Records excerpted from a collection
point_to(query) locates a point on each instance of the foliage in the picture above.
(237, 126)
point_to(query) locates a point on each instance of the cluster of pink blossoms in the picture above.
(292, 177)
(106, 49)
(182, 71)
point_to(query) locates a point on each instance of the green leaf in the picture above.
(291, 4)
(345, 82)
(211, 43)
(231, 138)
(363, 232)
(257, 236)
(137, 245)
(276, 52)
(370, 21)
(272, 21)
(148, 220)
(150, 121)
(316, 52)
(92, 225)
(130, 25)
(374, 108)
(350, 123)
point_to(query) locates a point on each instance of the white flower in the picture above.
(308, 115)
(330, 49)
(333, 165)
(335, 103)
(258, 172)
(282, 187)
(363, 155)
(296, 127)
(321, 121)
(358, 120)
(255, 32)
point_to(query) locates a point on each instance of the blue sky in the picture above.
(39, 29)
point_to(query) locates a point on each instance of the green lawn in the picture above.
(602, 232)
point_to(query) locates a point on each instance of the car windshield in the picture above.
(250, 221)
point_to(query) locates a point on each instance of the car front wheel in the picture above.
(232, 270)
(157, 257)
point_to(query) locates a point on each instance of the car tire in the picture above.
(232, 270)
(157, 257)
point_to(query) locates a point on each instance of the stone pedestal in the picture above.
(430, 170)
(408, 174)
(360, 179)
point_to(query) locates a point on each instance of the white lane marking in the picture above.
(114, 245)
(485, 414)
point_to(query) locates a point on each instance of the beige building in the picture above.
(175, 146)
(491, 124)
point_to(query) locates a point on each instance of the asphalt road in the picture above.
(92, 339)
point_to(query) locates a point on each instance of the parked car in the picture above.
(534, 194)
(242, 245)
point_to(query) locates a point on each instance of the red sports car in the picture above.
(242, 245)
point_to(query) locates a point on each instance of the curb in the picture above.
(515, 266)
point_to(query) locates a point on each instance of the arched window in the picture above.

Aim of the task
Reproduce all of the data above verbatim, keeping every line in its original order.

Problem solution
point_to(query) locates a point on each instance of the foliage in the picture above.
(237, 126)
point_to(query) locates a point on each instance of the cluster of pink blossoms in the picture above.
(292, 177)
(106, 49)
(182, 71)
point_to(query) locates a point on each instance of the green leaf in the picture above.
(291, 4)
(345, 82)
(211, 43)
(231, 138)
(363, 232)
(257, 236)
(137, 245)
(276, 52)
(370, 21)
(272, 21)
(148, 220)
(150, 121)
(316, 52)
(92, 225)
(130, 25)
(374, 108)
(350, 123)
point_to(query) locates a point on each instance of the white flower in the picture above.
(308, 115)
(330, 49)
(333, 165)
(335, 103)
(258, 172)
(282, 187)
(363, 155)
(296, 127)
(321, 121)
(358, 120)
(255, 32)
point_to(query) locates a point on each instance of the blue sky in the picture above.
(39, 29)
point_to(query) locates a point on each instance of the green lawn in the picture above.
(602, 232)
point_to(query) locates a point on each instance of the car windshield in the picture above.
(250, 221)
point_to(query) locates a point on each instance of the car front wheel in the picture above.
(232, 270)
(157, 257)
point_to(query) locates a point on each instance of the car tire in the picture above.
(232, 270)
(157, 257)
point_to(query) locates a point on each instance of the stone pedestal in the picture above.
(430, 170)
(408, 174)
(360, 179)
point_to(query) locates a point on each instance of the white lane marking in the picture above.
(114, 245)
(485, 414)
point_to(query) locates a point on each instance of the beige building in the picture above.
(175, 146)
(491, 124)
point_to(query) locates a point on each instance of the asphalt road in the picture above.
(92, 339)
point_to(query) locates a point on each instance of the parked car in the picture above.
(534, 194)
(242, 245)
point_to(query) locates a point on each instance of the red sports car in the picture above.
(242, 245)
point_to(query) locates a point on each instance of the curb in the picture above.
(515, 266)
point_to(query) locates a point on each instance of the arched window in the picture above.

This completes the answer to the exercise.